### Required task
Could you copy every item below line for line, without changing a word, number or symbol?
START
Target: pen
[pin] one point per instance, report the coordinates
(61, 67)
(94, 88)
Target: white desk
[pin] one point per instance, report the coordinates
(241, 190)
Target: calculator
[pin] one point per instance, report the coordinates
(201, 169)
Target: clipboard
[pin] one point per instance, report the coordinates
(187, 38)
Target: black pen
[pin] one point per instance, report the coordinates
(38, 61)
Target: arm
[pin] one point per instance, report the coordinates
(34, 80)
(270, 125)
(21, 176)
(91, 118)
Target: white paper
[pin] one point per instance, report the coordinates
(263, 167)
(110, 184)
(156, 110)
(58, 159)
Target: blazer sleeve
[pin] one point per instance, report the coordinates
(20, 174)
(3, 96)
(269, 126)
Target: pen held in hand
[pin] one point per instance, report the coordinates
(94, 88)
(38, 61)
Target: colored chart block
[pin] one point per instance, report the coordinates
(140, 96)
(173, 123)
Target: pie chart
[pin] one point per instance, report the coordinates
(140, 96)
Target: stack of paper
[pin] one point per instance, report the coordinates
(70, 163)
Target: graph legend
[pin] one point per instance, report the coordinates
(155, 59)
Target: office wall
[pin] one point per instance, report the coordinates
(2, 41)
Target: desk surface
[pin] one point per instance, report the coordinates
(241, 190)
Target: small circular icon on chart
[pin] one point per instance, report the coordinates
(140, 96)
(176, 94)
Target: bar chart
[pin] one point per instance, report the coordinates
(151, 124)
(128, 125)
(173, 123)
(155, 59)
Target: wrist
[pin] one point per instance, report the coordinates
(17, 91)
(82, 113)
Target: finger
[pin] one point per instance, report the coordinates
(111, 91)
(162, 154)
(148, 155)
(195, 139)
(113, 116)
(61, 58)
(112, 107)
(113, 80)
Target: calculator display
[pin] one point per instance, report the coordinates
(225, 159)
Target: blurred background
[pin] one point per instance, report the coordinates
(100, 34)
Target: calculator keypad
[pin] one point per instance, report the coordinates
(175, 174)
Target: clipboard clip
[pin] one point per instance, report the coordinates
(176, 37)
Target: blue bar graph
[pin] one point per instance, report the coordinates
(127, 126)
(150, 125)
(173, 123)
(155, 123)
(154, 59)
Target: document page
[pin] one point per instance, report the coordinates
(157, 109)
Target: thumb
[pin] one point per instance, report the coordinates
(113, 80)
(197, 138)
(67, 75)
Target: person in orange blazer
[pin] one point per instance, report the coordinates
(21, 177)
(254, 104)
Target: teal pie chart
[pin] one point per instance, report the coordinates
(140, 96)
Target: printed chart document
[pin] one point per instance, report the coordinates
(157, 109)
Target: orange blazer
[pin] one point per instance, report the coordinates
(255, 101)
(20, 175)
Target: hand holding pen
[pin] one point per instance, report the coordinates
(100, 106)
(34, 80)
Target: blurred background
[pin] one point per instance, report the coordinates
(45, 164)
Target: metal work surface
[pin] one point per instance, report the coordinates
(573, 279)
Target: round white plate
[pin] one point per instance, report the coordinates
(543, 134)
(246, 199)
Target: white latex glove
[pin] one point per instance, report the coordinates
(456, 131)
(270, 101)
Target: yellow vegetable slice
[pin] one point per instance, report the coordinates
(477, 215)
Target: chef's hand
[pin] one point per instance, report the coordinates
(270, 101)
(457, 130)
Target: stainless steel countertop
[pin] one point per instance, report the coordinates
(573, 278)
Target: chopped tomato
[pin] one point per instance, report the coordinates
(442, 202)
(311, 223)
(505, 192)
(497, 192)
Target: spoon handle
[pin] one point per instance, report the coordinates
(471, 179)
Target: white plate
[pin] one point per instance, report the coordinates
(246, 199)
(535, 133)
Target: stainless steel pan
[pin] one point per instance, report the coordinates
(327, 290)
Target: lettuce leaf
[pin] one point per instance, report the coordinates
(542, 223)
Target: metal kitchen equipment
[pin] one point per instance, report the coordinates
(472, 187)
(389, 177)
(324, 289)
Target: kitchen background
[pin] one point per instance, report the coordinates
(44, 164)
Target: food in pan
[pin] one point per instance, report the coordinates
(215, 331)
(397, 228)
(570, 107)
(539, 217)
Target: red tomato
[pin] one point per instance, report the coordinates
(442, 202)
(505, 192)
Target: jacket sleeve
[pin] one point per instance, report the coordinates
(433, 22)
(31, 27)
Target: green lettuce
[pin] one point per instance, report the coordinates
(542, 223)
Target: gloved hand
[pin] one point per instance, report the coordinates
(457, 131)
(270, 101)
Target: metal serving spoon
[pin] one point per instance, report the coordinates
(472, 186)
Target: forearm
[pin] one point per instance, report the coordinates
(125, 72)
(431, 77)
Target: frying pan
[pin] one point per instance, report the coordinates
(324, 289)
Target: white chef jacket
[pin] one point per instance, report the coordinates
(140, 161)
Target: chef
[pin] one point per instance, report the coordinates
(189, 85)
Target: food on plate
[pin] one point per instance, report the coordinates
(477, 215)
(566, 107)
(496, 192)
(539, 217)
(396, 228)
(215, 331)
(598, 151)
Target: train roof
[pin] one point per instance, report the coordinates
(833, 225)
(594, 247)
END
### Task response
Target: pen
[pin] one point per instance, report the coordinates
(61, 67)
(94, 88)
Target: white desk
[pin] one point per instance, report the coordinates
(241, 190)
Target: calculator
[pin] one point per instance, report the coordinates
(201, 169)
Target: clipboard
[pin] one point per instance, report the coordinates
(187, 38)
Target: black pen
[pin] one point per instance, report the coordinates
(38, 61)
Target: arm
[pin] one point per instance, report the coordinates
(34, 80)
(270, 125)
(21, 176)
(91, 118)
Target: white paper
[pin] one point per instance, report the coordinates
(263, 167)
(110, 184)
(156, 110)
(58, 159)
Target: blazer sleeve
[pin] one point per instance, report the coordinates
(20, 174)
(3, 96)
(269, 126)
Target: pen held in hand
[pin] one point per instance, report the coordinates
(94, 88)
(38, 61)
Target: colored chart block
[pin] one point per instance, report the coordinates
(140, 96)
(173, 123)
Target: pie chart
[pin] one point per instance, report the coordinates
(140, 96)
Target: stack of paper
[pin] one point per instance, report the coordinates
(70, 163)
Target: graph legend
[pin] one point per instance, report the coordinates
(155, 59)
Target: office wall
[pin] one point per instance, report the coordinates
(2, 41)
Target: desk surface
[pin] one point per instance, report the coordinates
(241, 190)
Target: small circular icon on chart
[pin] one point per instance, report the coordinates
(140, 96)
(176, 94)
Target: bar chart
[pin] one point per instance, report the coordinates
(151, 124)
(128, 125)
(173, 123)
(155, 59)
Target: wrist
[pin] one point per instance, report the coordinates
(17, 91)
(82, 113)
Target: finger
[pin] one point per instance, report the coordinates
(111, 91)
(162, 154)
(148, 155)
(195, 139)
(113, 116)
(61, 58)
(112, 107)
(113, 80)
Target: calculator display
[pin] one point per instance, report the coordinates
(225, 159)
Target: blurred background
[pin] one point per instance, report the coordinates
(100, 34)
Target: calculator keypad
[pin] one point per instance, report the coordinates
(175, 174)
Target: clipboard clip
[pin] one point per instance, report the coordinates
(176, 37)
Target: blue bar graph
[pin] one point per instance, report the coordinates
(127, 126)
(150, 125)
(173, 123)
(155, 123)
(154, 59)
Target: document page
[pin] one point per instance, report the coordinates
(157, 109)
Target: thumb
[pin] one point per instance, report the coordinates
(113, 80)
(197, 138)
(67, 75)
Target: person in orange blazer
[pin] one point per instance, report the coordinates
(21, 177)
(254, 104)
Target: teal pie chart
[pin] one point per instance, report the coordinates
(140, 96)
Target: printed chart document
[pin] one point per instance, report the coordinates
(157, 109)
Target: orange blazer
[pin] one point per instance, report the coordinates
(255, 101)
(20, 175)
Target: hand holding pen
[pin] one point per instance, report the coordinates
(100, 106)
(34, 80)
Target: blurred background
[pin] one point per instance, report the coordinates
(45, 164)
Target: metal work surface
[pin] one point per instance, report the coordinates
(573, 279)
Target: round white plate
[pin] one point per instance, report the coordinates
(543, 134)
(246, 199)
Target: white latex glove
[pin] one point per instance, report the coordinates
(456, 131)
(270, 101)
Target: yellow vegetable slice
[pin] one point per instance, report the coordinates
(477, 215)
Target: chef's hand
[pin] one point per instance, report the coordinates
(270, 101)
(457, 130)
Target: stainless steel countertop
[pin] one point per instance, report the coordinates
(573, 278)
Target: chopped tomato
[pin] one point per instance, report the coordinates
(442, 202)
(311, 223)
(505, 192)
(497, 192)
Target: spoon handle
[pin] one point per instance, report the coordinates
(471, 179)
Target: white plate
[pin] one point per instance, report the coordinates
(246, 199)
(535, 133)
Target: stainless steel pan
[pin] one point per instance, report the coordinates
(327, 290)
Target: lettuce leaf
[pin] one point per instance, report the coordinates
(542, 223)
Target: metal kitchen equipment
[pin] one point per instance, report the coordinates
(472, 187)
(389, 177)
(324, 289)
Target: kitchen background
[pin] one point per instance, report the coordinates
(44, 164)
Target: food in pan
[pin] one point per instance, report the coordinates
(215, 331)
(397, 228)
(570, 107)
(539, 217)
Target: red tomato
[pin] one point per instance, report the coordinates
(442, 202)
(505, 192)
Target: jacket sleeve
[pin] one point per instance, report the coordinates
(433, 22)
(31, 27)
Target: green lettuce
[pin] one point per instance, report the coordinates
(542, 223)
Target: gloved hand
[pin] one point per instance, report the coordinates
(457, 131)
(270, 101)
Target: metal serving spoon
[pin] one point per instance, report the coordinates
(472, 186)
Target: forearm
[pin] one point per instance, report the coordinates
(125, 72)
(431, 77)
Target: frying pan
[pin] one point per instance, report the coordinates
(324, 289)
Target: white chef jacket
[pin] one point per instance, report the coordinates
(140, 161)
Target: chef
[pin] one point per instance, report the coordinates
(189, 85)
Target: food on plate
[pin] one point per instance, report the coordinates
(477, 215)
(566, 107)
(496, 192)
(539, 217)
(396, 228)
(215, 331)
(598, 151)
Target: train roof
[pin] one point per instance, report the coordinates
(833, 225)
(594, 247)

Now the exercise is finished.